Série d'exercices -
(A) Dans l'article sur le conflit au Tigré, relevez toutes les régions éthiopiennes qui ont confirmé le déploiement de « forces spéciales ».
(B) Recopiez le passage de l'article sur le conflit au Tigré qui va de « Fil d'Ariane » à « la région, Mekele. », ces deux bornes comprises.

Texte source -
══════════

Fil d'Ariane
Le 28 juin dernier, le gouvernement fédéral éthiopien décrétait un cessez-le-feu « unilatéral et inconditionnel » dans le conflit qui l’oppose aux rebelles de l’ex-Front de libération du peuple du Tigré (TPLF), renommés Front de Défense du Tigré (FDT). L’annonce intervenait après que ces mêmes rebelles eurent repris la capitale de la région, Mekele.
Evoquant une « blague », les autorités tigréennes ont conditionné leur accord au retrait de toutes les forces présentes dans la région, à savoir fédérales mais aussi amhara et érythréennes, qui appuient toutes deux le pouvoir central au Tigré.
Mardi 13 juillet, elles ont annoncé, via leur porte-parole, Getachew Reda, avoir repris la ville d’Alamata, située dans la région de Raya.
Jeudi 16 juillet, trois régions éthiopiennes, pourtant non limitrophes du Tigré, l’Oromia - la plus vaste et la plus peuplée située au centre du pays -, le Sidama et la Région des Nations, nationalités et peuples du Sud (SNNPR) - toutes deux voisines de l'Oromia -, ont confirmé le déploiement de « forces spéciales » pour contenir les opérations militaires sur le front tigréen. Un soutien armé qui ouvre la voie à un élargissement du conflit. René Lefort, chercheur indépendant et spécialiste de la Corne de l’Afrique évoque le risque « d’une situation à la syrienne. »
TV5MONDE : Sait-on si la décision d’envoyer ces forces spéciales régionales au Tigré a été prise de manière unilatérale ou en concertation avec le pouvoir central ? Combien d’hommes pourraient garnir ces contingents ?

══════════

Données brutes -
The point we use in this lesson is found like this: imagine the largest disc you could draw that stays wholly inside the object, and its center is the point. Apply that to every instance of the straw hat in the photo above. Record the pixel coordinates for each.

══════════

Corrigés -
(A) l'Oromia, le Sidama et la Région des Nations, nationalités et peuples du Sud (SNNPR)

(B)
Fil d'Ariane
Le 28 juin dernier, le gouvernement fédéral éthiopien décrétait un cessez-le-feu « unilatéral et inconditionnel » dans le conflit qui l’oppose aux rebelles de l’ex-Front de libération du peuple du Tigré (TPLF), renommés Front de Défense du Tigré (FDT). L’annonce intervenait après que ces mêmes rebelles eurent repris la capitale de la région, Mekele.